**Problem to solve**
Only some lines are wanted. Transcribe, exactly, the lines below from the line with "Query: bare feet on step" up to and including the line with "Query: green murky water".

(Natural-language object grounding data)
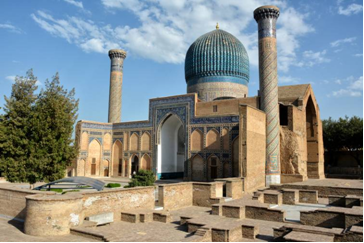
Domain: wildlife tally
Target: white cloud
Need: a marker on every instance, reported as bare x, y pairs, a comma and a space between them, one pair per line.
11, 28
10, 78
79, 5
342, 41
354, 88
75, 3
167, 28
351, 9
311, 58
288, 79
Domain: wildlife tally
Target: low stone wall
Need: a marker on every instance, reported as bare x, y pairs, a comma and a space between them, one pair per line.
308, 196
234, 187
288, 178
261, 213
332, 217
12, 201
49, 215
175, 196
118, 200
323, 191
207, 193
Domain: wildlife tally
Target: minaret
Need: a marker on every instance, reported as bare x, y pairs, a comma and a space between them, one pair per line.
116, 80
266, 17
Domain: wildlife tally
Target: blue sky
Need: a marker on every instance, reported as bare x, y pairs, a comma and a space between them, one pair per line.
319, 42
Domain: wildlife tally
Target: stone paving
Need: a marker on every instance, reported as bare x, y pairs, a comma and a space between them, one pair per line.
10, 231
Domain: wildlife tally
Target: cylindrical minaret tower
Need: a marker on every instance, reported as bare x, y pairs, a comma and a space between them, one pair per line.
116, 80
266, 17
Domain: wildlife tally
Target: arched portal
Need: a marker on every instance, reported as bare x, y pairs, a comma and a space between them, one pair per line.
94, 157
235, 155
146, 162
312, 140
213, 163
197, 168
106, 168
134, 164
171, 149
117, 158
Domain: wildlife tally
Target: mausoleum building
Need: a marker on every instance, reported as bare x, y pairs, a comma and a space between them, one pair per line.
215, 130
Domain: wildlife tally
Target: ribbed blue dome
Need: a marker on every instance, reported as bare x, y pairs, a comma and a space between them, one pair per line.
217, 53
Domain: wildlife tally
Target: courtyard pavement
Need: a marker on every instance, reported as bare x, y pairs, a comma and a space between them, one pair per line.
11, 231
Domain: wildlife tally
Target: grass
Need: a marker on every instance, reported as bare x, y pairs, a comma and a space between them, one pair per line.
53, 190
70, 191
113, 185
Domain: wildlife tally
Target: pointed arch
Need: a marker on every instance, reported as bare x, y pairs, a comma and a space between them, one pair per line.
235, 156
94, 158
107, 141
117, 158
197, 168
225, 139
134, 142
146, 162
196, 140
84, 141
134, 163
213, 163
213, 140
81, 167
106, 168
146, 142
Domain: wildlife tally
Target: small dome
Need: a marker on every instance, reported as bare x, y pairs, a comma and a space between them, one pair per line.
217, 53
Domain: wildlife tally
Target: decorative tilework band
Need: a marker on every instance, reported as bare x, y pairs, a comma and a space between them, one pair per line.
116, 79
266, 18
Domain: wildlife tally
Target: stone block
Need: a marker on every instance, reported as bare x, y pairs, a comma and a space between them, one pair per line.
164, 217
233, 211
249, 231
353, 200
216, 210
308, 196
290, 197
146, 217
273, 198
335, 200
226, 235
264, 213
102, 218
184, 220
130, 217
193, 227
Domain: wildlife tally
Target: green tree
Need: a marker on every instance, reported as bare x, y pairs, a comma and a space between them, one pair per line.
36, 131
55, 116
142, 178
17, 159
343, 134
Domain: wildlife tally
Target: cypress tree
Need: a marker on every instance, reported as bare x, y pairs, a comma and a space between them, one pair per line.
17, 148
36, 131
55, 116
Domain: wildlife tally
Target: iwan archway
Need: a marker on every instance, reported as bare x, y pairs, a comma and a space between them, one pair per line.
171, 149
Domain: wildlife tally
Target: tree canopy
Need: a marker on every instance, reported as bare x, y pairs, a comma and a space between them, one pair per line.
36, 131
343, 134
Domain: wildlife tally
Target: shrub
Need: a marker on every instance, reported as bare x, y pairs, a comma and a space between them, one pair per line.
142, 178
113, 185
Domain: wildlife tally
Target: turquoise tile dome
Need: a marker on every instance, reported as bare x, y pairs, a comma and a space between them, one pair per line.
219, 56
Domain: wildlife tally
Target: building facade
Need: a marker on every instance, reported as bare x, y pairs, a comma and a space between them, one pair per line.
215, 130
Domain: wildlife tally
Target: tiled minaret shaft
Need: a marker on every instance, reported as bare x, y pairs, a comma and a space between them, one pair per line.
116, 80
266, 17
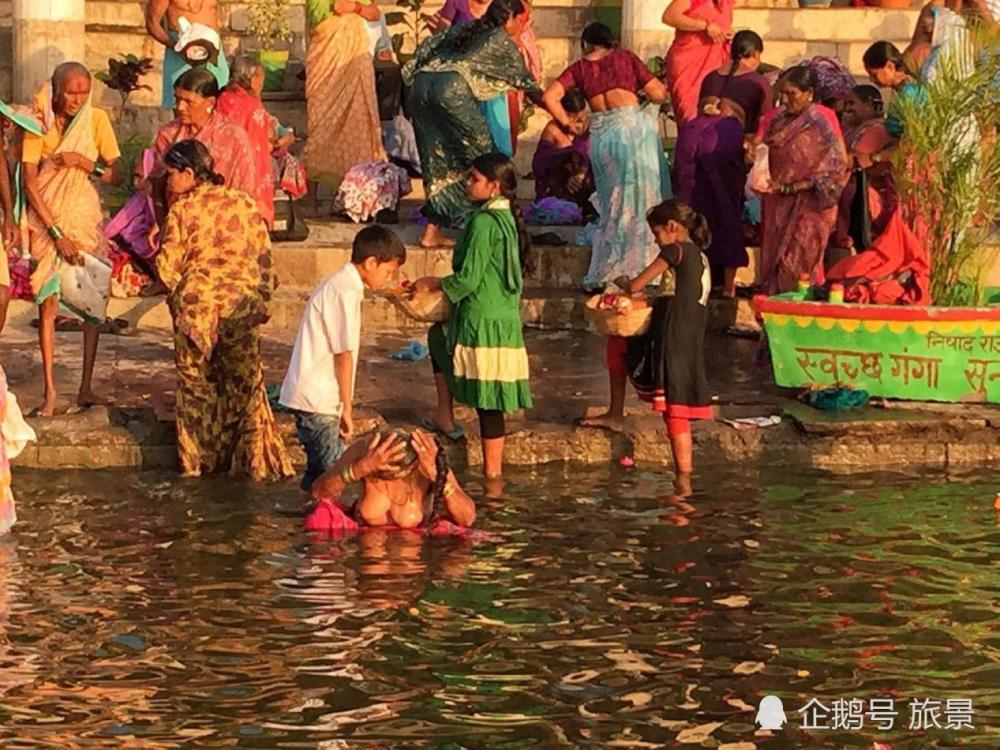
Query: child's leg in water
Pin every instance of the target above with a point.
(444, 415)
(614, 418)
(679, 432)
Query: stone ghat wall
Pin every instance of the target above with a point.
(117, 27)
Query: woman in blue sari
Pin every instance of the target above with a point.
(631, 173)
(450, 75)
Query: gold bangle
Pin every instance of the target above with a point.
(347, 475)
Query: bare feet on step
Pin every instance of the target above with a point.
(604, 421)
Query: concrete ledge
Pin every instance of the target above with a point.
(136, 438)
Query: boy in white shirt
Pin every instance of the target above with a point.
(319, 385)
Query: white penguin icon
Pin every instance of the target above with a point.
(771, 713)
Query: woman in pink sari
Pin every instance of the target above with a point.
(703, 29)
(197, 93)
(809, 168)
(240, 104)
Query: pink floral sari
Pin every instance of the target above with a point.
(229, 146)
(693, 55)
(796, 228)
(245, 110)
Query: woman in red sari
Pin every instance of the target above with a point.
(809, 168)
(197, 94)
(701, 45)
(240, 104)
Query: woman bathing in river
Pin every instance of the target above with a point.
(406, 482)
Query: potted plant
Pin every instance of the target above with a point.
(267, 20)
(124, 75)
(413, 19)
(946, 173)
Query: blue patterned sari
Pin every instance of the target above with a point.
(631, 175)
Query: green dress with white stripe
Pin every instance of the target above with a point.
(481, 350)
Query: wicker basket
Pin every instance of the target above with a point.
(634, 322)
(433, 307)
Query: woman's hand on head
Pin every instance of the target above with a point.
(69, 251)
(426, 449)
(716, 33)
(385, 453)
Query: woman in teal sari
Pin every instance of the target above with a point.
(450, 75)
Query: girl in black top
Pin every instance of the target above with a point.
(667, 363)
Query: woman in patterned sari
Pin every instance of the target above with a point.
(809, 169)
(65, 210)
(451, 74)
(341, 103)
(215, 259)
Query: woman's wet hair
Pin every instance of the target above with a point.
(499, 12)
(574, 101)
(410, 461)
(193, 155)
(199, 81)
(880, 54)
(597, 34)
(496, 167)
(242, 71)
(745, 44)
(801, 77)
(869, 95)
(680, 212)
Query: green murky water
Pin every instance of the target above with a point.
(140, 611)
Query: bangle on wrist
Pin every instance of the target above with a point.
(347, 475)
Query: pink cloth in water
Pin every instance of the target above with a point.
(330, 519)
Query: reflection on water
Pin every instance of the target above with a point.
(137, 610)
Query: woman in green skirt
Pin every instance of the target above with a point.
(479, 357)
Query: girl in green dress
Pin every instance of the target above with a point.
(479, 356)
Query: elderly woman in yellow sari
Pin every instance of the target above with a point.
(215, 259)
(65, 210)
(344, 126)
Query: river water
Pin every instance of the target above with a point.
(139, 610)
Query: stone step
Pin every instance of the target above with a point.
(554, 310)
(556, 267)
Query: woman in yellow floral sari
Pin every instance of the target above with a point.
(65, 216)
(215, 259)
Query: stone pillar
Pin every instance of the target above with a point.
(46, 33)
(642, 30)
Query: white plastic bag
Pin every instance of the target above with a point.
(85, 289)
(759, 179)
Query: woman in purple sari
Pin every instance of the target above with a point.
(709, 163)
(561, 164)
(809, 168)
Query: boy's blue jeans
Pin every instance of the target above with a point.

**Output below**
Query: bare feet on step
Pin every instance of the target above with a point.
(604, 421)
Query: concrete ledge
Pin every instance of the target above with a point.
(136, 438)
Query: boy in white shirt
Pin every instance of the target above with a point.
(319, 385)
Query: white penguin icon
Pin every instance of the target above with a point.
(771, 713)
Query: woman in pink sari
Pin every instance of the target above with a point.
(703, 29)
(197, 93)
(809, 168)
(240, 104)
Query: pink floral sari
Pin every instance of the target above with a point.
(229, 146)
(693, 55)
(796, 228)
(245, 110)
Query: woman in red sari
Pin every instance of the target above with a point.
(809, 168)
(197, 94)
(701, 45)
(240, 104)
Query: woman bathing in river
Pin every instance of the target above with a point.
(406, 482)
Query: potted plant
Pin every instance of the target above with a point.
(267, 20)
(124, 75)
(413, 19)
(946, 173)
Query: blue patterned sari
Pin every instance of the target above with a point.
(631, 175)
Query: green dress with white stripe
Pin every instance of the target above with a point.
(481, 350)
Query: wicker basket
Pin every instance of the target above with a point.
(634, 322)
(433, 307)
Query: woman's hand on head
Pin every instance of the target above with a point.
(69, 251)
(426, 449)
(716, 33)
(385, 453)
Query: woman in teal sari
Pin every instance of the target above with a point.
(450, 75)
Query: girl in black top
Pin every instance of the target above with a point.
(667, 363)
Query: woman in patterned sari
Pin every instance of the target above with a point.
(809, 169)
(65, 210)
(451, 74)
(341, 103)
(215, 259)
Query: woman's wet hair
Pin every instance of the target above with a point.
(499, 12)
(574, 101)
(410, 461)
(193, 155)
(199, 81)
(880, 54)
(597, 34)
(496, 167)
(242, 71)
(745, 44)
(801, 77)
(869, 95)
(680, 212)
Query: green murky water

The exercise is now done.